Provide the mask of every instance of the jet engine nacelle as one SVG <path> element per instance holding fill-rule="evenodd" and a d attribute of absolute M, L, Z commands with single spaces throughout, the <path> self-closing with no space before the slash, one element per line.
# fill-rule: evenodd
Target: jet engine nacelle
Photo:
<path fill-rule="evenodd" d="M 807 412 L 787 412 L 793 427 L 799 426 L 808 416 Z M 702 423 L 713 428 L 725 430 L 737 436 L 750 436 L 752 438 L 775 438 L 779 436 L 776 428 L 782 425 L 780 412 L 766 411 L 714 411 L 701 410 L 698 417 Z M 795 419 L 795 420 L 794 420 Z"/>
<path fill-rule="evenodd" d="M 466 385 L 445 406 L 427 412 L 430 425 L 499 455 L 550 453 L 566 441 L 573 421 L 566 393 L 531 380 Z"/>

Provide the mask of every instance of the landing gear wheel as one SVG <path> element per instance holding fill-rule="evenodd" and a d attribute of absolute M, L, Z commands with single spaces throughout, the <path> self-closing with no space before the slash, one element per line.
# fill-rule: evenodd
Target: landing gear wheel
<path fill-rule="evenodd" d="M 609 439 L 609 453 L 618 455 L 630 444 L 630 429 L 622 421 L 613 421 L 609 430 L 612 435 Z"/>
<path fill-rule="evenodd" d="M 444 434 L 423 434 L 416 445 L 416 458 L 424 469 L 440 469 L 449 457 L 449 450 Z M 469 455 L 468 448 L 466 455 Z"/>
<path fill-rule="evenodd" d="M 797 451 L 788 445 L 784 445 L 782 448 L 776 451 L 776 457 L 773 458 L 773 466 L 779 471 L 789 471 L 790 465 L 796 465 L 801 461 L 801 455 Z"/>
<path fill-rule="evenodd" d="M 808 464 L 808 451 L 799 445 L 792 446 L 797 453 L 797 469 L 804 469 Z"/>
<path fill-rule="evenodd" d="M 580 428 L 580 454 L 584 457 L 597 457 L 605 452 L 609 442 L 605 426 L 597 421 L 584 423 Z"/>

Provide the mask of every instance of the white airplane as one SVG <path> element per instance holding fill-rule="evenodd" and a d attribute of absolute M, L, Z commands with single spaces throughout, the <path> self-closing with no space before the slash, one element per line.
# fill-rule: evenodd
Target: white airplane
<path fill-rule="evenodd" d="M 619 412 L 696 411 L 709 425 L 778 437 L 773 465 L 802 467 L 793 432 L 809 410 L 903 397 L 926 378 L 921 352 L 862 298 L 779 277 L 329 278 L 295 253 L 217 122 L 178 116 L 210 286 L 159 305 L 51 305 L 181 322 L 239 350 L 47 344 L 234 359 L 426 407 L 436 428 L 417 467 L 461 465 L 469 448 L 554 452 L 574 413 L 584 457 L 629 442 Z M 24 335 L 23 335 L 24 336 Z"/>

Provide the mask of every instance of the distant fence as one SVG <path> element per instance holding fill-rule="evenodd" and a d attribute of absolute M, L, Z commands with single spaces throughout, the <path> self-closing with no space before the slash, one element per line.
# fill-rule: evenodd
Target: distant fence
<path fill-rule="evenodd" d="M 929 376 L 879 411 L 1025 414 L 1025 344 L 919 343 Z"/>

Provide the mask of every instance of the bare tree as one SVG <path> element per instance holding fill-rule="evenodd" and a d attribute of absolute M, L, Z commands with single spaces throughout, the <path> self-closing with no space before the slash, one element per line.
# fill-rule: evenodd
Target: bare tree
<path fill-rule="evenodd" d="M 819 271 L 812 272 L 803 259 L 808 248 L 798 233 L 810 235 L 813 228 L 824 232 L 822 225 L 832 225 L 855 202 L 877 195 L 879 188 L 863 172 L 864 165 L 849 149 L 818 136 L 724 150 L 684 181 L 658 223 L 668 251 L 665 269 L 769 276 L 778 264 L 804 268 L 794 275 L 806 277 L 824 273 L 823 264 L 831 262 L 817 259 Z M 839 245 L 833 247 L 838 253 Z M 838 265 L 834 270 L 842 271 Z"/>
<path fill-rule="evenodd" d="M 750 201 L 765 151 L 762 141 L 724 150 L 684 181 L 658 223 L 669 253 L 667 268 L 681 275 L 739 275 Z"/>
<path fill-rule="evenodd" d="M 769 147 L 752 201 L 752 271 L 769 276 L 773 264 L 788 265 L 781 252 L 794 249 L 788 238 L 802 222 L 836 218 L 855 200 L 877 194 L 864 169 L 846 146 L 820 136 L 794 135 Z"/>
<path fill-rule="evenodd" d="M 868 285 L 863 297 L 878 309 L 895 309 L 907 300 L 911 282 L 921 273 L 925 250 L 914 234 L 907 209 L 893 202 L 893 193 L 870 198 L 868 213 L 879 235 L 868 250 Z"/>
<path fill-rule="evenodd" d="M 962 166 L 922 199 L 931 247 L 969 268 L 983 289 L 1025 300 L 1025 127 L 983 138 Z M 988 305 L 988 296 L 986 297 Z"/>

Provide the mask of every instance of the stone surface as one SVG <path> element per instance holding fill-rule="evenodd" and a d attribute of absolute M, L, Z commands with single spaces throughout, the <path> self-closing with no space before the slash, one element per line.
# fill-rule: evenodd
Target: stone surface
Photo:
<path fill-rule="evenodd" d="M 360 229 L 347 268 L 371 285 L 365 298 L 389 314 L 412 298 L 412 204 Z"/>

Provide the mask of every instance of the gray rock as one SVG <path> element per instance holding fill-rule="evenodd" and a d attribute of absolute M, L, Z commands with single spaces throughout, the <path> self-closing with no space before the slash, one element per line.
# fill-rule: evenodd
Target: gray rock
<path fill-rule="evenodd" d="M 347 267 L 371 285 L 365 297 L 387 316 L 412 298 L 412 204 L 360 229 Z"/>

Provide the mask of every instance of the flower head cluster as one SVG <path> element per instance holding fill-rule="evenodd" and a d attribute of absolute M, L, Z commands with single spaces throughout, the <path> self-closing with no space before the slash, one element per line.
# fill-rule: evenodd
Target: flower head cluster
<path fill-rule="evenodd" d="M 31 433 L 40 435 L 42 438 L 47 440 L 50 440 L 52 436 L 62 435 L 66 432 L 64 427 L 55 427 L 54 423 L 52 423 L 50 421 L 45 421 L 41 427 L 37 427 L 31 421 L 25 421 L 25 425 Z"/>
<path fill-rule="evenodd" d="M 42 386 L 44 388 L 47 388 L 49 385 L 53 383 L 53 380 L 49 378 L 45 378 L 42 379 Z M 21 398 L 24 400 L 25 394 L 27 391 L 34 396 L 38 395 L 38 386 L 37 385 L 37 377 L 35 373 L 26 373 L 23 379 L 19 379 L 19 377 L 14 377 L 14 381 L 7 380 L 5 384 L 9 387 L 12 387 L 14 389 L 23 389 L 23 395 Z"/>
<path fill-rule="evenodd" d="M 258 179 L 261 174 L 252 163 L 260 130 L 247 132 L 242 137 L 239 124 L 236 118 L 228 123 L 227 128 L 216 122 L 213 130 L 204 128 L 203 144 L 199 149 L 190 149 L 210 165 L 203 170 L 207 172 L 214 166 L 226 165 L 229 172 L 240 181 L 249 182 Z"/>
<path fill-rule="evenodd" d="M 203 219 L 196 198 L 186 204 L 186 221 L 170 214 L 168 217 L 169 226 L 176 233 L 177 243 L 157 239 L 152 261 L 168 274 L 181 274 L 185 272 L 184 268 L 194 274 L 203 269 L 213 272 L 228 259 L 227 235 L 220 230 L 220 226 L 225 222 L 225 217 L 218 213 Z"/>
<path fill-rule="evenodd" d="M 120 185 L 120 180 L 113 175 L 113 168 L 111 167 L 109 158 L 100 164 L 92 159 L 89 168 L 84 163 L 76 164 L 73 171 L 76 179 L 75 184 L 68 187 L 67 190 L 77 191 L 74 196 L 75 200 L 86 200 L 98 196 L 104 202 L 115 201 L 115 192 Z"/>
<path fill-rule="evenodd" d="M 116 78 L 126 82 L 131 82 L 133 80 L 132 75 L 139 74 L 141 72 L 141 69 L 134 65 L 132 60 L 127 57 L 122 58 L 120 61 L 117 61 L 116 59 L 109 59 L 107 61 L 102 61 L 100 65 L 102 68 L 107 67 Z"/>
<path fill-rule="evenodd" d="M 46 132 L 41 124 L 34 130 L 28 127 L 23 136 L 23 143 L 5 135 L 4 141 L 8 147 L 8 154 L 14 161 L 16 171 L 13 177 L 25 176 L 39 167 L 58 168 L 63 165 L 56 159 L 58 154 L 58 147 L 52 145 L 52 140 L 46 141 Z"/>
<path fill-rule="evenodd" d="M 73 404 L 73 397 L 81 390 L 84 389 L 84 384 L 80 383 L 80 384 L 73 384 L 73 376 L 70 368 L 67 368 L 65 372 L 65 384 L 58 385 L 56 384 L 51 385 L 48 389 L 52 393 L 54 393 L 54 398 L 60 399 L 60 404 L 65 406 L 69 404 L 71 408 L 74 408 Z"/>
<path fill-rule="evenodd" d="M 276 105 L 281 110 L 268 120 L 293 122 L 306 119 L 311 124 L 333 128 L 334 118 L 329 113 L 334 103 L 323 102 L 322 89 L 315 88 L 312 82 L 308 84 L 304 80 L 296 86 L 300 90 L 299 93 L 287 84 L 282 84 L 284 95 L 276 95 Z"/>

___

GIVEN PROBLEM: Can you change "airplane" to "aircraft" in the material's lines from the line with "Provide the mask of every instance of the white" up to and including the line with "Target: white airplane", and give back only those lines with everything else left as is?

TASK OUTPUT:
Provide the mask of every instance of the white aircraft as one SVG <path> element per instance holding fill-rule="evenodd" and a d attribute of absolute M, L, Z commands with single spaces throughout, the <path> self-closing with no space before the slash, one element per line.
# fill-rule: evenodd
Target: white aircraft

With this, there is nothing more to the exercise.